-- Goal A --
List every person named in the catalog description of the Caddo Guards letters.
-- Goal B --
Count the lines of the records that contain the string "flower", and reply with only that number.

-- Excerpt provided --
Item #12840 Collection of Eight Letters by Confederate Soldiers, Members of the "Caddo Guards" of Shreveport Louisiana

Collection of Eight Letters by Confederate Soldiers, Members of the "Caddo Guards" of Shreveport Louisiana

Mississippi, Tennessee, and Louisiana: 1862-63. A collection of eight letters, totaling 24 pages, handwritten in ink and pencil. One letter appears to be incomplete, possibly lacking a second leaf. The letters were sent by Zachariah Jordan Howell, and his brother-in-law Joseph Dickson Whitworth, while serving in the Confederate Army with Company A, 25th Louisiana Infantry, also known as the “Caddo Guards.” The letters were all sent to Howell’s wife and Whitworth’s sister, Isabella Jane (Whitworth) Howell, back home in Greenwood, Caddo Parish, Louisiana. Included are seven letters written by Howell between June, 1862 and April, 1863, as well as one letter sent by Whitworth in March, 1862.

-- Working data --

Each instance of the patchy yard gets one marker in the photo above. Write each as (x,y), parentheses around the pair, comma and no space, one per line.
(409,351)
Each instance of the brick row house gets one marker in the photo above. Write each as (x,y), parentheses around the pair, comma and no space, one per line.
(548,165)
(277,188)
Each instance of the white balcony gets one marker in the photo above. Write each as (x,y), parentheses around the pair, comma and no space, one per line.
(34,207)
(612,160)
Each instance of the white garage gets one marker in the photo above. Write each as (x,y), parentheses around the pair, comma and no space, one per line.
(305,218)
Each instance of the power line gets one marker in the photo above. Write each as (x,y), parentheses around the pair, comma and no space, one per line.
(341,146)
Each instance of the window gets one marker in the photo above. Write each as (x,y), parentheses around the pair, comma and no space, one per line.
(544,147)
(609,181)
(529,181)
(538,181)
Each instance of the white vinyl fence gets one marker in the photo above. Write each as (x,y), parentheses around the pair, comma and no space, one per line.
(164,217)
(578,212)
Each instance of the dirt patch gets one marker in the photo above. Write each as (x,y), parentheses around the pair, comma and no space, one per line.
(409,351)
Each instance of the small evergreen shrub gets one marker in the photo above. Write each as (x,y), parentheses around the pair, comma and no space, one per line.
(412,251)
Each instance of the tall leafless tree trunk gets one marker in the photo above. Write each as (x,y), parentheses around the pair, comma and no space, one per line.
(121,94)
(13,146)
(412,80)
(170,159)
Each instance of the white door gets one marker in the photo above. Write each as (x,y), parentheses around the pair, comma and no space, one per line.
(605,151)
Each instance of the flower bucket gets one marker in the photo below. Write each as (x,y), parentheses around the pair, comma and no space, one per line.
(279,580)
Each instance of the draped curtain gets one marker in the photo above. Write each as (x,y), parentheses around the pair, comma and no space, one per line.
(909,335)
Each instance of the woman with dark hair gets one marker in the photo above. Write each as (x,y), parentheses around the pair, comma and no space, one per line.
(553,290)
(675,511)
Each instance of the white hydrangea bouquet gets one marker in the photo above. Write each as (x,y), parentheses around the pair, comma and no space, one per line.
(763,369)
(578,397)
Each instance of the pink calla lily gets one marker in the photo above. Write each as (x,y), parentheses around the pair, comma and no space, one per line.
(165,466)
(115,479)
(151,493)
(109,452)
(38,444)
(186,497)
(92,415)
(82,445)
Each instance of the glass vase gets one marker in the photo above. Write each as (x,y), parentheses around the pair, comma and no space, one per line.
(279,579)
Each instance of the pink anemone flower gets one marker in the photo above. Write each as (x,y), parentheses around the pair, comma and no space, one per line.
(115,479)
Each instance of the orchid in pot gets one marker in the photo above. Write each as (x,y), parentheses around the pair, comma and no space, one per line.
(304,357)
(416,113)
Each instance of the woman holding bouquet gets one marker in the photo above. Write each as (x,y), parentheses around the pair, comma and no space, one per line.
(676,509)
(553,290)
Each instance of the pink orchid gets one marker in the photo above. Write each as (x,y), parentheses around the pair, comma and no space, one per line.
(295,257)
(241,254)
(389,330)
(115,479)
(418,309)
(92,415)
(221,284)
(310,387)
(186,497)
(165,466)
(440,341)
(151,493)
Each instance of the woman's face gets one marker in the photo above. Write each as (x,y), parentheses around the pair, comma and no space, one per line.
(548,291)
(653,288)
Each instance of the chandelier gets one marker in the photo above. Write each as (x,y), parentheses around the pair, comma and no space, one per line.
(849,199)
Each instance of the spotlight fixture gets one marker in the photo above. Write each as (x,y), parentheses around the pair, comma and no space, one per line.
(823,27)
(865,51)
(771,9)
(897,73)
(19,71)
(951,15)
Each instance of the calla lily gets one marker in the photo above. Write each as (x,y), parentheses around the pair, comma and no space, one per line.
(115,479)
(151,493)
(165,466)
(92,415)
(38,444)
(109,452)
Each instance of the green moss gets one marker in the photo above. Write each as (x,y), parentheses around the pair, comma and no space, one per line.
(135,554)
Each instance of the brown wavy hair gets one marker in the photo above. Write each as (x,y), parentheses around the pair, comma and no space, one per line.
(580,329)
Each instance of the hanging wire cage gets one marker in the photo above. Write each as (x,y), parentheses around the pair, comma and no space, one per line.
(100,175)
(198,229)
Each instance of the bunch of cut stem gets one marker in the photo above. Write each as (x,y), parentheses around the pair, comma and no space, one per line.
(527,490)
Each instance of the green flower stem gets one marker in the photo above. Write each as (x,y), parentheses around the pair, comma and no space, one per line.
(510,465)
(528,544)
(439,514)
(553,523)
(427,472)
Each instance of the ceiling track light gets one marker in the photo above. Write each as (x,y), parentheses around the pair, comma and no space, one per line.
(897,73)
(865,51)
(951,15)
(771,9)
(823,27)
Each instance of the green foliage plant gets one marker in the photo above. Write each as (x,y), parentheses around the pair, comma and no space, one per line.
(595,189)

-- Exercise response A --
Zachariah Jordan Howell
Joseph Dickson Whitworth
Isabella Jane (Whitworth) Howell

-- Exercise response B --
3